#### What you need to do
Count, please, the lines in the listing below that contain "window", and reply with the count only.

#### Data extract
▼
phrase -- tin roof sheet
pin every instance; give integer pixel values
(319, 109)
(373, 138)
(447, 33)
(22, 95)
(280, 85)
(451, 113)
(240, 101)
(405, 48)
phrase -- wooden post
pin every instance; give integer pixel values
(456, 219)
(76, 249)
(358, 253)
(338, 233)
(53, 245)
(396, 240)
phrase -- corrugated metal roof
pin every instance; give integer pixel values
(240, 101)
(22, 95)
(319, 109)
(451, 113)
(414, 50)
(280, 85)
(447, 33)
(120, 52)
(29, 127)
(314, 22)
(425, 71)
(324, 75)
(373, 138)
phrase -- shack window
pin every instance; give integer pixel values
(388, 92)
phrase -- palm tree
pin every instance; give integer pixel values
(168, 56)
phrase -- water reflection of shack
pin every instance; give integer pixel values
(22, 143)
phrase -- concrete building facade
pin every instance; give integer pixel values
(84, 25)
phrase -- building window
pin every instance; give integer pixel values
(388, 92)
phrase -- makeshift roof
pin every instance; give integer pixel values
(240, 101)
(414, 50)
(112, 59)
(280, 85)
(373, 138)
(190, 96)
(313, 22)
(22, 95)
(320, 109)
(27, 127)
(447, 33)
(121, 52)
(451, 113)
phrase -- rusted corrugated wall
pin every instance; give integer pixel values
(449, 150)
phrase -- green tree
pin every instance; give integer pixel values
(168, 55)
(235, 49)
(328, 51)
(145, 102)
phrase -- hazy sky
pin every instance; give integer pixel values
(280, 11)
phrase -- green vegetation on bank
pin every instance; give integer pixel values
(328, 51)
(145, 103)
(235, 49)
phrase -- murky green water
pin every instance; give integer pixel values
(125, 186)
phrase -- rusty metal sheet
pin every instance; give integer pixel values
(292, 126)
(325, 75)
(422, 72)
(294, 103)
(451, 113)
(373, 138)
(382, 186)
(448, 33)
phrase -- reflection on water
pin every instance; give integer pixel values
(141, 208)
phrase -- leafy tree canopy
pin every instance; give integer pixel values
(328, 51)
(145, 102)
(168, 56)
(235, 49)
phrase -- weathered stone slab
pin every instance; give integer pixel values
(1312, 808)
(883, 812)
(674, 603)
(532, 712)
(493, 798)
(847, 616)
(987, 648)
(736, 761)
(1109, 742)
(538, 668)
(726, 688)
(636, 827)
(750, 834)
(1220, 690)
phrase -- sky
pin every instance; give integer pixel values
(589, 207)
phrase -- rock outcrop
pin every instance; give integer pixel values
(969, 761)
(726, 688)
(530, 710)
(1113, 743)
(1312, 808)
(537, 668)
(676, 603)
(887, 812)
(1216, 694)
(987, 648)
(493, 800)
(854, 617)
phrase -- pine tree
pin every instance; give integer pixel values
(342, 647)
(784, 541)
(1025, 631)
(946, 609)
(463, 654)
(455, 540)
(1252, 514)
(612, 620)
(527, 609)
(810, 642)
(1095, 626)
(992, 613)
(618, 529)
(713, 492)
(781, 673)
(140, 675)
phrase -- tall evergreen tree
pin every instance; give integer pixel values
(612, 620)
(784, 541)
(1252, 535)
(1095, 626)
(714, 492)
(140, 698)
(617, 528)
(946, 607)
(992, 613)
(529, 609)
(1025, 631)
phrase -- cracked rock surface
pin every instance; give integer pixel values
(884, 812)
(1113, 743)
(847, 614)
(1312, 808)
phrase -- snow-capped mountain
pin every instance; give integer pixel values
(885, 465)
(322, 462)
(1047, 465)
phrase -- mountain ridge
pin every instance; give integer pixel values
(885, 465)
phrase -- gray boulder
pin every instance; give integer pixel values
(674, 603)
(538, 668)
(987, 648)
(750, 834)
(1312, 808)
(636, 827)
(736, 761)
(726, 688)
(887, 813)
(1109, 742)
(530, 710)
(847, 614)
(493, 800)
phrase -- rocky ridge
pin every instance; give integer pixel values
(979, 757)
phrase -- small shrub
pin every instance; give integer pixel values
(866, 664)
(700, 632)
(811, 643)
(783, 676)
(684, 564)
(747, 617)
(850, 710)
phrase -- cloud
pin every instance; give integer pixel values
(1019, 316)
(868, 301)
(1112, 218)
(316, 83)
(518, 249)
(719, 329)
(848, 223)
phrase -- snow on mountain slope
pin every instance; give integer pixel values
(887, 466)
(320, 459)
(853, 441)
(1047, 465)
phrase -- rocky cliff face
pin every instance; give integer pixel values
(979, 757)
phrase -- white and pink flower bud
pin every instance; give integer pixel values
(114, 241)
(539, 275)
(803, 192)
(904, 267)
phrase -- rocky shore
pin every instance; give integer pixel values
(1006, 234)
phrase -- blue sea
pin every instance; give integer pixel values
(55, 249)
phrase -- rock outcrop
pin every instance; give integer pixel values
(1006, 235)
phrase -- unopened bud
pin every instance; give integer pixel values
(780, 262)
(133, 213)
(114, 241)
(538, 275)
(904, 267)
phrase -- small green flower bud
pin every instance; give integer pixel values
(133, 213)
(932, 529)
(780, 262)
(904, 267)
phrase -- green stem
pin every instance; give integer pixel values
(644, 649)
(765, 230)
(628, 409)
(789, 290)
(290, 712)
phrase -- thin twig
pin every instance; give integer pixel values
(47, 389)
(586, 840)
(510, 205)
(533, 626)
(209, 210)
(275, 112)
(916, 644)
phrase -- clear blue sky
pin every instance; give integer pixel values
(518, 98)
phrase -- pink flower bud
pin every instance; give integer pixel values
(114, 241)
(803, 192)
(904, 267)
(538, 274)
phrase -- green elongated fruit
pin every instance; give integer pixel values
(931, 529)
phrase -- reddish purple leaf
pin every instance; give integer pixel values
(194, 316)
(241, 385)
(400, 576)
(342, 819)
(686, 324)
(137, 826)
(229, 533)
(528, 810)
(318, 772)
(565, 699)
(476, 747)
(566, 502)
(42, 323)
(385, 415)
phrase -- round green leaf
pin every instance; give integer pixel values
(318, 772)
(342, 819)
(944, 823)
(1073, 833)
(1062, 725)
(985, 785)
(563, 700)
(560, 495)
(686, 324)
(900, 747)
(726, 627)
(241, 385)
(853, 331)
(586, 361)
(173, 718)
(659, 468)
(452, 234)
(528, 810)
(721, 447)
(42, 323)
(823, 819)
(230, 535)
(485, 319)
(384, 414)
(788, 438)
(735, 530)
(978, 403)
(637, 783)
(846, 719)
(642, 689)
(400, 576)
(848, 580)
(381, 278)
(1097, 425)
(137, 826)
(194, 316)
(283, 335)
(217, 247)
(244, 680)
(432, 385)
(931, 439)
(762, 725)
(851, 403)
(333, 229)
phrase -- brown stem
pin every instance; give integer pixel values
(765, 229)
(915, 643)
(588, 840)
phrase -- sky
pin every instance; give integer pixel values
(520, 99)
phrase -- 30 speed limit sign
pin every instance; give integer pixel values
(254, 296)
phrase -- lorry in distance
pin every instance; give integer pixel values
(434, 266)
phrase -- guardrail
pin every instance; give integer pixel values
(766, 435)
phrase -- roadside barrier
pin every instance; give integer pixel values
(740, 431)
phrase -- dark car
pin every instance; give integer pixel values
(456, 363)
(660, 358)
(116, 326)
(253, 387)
▲
#### Answer to this task
2